======== 文档摘录

当前位置:网站首页>R语言手写数字识别
R语言手写数字识别
2022-07-24 07:07:00 【huiyiiiiii】
目录
1.训练集数据的选择
原数据文件中有60000个个体,要求选择1000个个体进行模型的训练(为了提高训练难度),其余的个体丢弃。有0~9共10种标签,为保证标签的平衡,防止某一种标签的训练集过少而造成训练结果较差,对10种标签进行相同数量的选择,即每种标签选择100个个体作为训练集。具体操作是按照标签将个体分成10类,每一类随机选择100个个体,将选择结果进行合并组成训练集。
若要求使用全部的训练集,则忽略此步。
2.模型的构建
利用keras的模型,是一个多个网络层的线性堆迭,通过向Sequential模型传递一个layer的列表构造。模型有一个784节点的输入层,一个784节点的全连接层,10个节点的输出层。激活函数选择为relu与exponential,损失函数选择为categorical_crossentropy,优化器选择为Nadam。评估标准选择为accuracy。
3.模型训练
每次神经网络的升级是使用了100个样本,这100个样本来自于对1000个样本的抽样。每个epoch包含了10次iteration,一共100个epoch。
4.结果
模型训练结果:
- 没有噪声:测试集上的准确率91.57%。



噪声方差0.1:测试集上的准确率82.41%



噪声方差0.25:测试集上的准确率75.91%。


噪声方差0.5:测试集上的准确率67.37%。


5.代码
rm(list=ls())
##读取图片数据的函数,返回一个数据列表
read_image<-function(filename){
read.filename <- file(filename, "rb")
test<-list()
length(test)<-7
names(test)<-c("magic_number1","magic_number2","number_of_images",
"number_of_rows","number_of_columns","data","label")
test$magic_number1<-readBin(read.filename,integer(),size=4,n=1,endian="big")

================

### 任务说明
A) 在关于R语言手写数字识别的文档摘录中,噪声方差为0.25时,测试集上的准确率是多少?
B) 请从R语言手写数字识别这篇文档摘录的最后一行之后接着往下写。

======== 数据条目

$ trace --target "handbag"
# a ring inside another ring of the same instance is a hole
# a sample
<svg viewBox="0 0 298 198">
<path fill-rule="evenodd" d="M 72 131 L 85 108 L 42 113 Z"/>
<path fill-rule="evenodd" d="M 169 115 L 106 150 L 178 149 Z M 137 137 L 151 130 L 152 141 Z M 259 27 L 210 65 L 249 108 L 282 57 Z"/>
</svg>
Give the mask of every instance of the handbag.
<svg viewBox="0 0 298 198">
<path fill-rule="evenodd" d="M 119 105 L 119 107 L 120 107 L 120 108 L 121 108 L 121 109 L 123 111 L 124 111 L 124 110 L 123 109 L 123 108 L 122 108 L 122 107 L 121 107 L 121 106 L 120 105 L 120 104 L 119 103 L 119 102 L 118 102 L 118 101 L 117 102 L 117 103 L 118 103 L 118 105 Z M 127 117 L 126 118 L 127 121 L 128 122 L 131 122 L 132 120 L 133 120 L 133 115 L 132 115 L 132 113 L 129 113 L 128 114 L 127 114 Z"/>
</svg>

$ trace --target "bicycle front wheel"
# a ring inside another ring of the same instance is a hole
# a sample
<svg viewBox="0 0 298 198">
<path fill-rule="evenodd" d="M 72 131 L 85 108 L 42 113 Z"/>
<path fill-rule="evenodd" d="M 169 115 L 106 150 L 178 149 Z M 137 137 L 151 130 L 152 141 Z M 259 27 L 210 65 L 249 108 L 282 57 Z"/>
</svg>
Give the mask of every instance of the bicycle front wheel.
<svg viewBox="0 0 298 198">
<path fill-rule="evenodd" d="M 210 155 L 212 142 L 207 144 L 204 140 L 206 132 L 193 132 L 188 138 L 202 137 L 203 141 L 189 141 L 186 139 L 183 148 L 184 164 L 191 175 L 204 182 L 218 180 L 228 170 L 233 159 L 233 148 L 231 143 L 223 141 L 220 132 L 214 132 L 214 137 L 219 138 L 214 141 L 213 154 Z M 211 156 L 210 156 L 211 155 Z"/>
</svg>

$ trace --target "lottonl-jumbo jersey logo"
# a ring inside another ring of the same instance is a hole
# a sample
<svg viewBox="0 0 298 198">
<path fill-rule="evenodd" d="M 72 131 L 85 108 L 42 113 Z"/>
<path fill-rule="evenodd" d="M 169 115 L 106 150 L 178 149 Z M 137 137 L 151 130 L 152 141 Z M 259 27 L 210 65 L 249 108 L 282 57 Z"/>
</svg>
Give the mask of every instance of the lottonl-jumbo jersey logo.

================

### 参考答案
A) 75.91%。

B)
test$number_of_images<-readBin(read.filename,integer(),size=4,n=1,endian="big")
test$number_of_rows<-readBin(read.filename,integer(),size=4,n=1,endian="big")
test$number_of_columns<-readBin(read.filename,integer(),size=4,n=1,endian="big")
data<-readBin(read.filename,integer(),size=1,n=test$number_of_images*test$number_of_rows*test$number_of_columns,signed=F,endian="big")
data<-data/255
data<-matrix(data,byrow=T,test$number_of_images,test$number_of_rows*test$number_of_columns)
data<-as.data.frame(data)
test$data<-data
close(read.filename)
return (test)
}
##读取图片标签的函数,返回数据列表
read_label<-function(filename,test){
read.filename <- file(filename, "rb")
test$magic_number2<-readBin(read.filename,integer(),size=4,n=1,endian="big")
readBin(read.filename,integer(),size=4,n=1,endian="big")
data<-readBin(read.filename,integer(),size=1,n=test$number_of_images,signed=F,endian="big")
test$label<- as.factor(data)
close(read.filename)
return (test)
}
##选取训练数据集函数
Randomlychoose<-function(test,r){
d0<-test$data[which(test$label=="0"),]
d1<-test$data[which(test$label=="1"),]
d2<-test$data[which(test$label=="2"),]
d3<-test$data[which(test$label=="3"),]
d4<-test$data[which(test$label=="4"),]
d5<-test$data[which(test$label=="5"),]
d6<-test$data[which(test$label=="6"),]
d7<-test$data[which(test$label=="7"),]
d8<-test$data[which(test$label=="8"),]
d9<-test$data[which(test$label=="9"),]
t0<-sample(nrow(d0),r/10)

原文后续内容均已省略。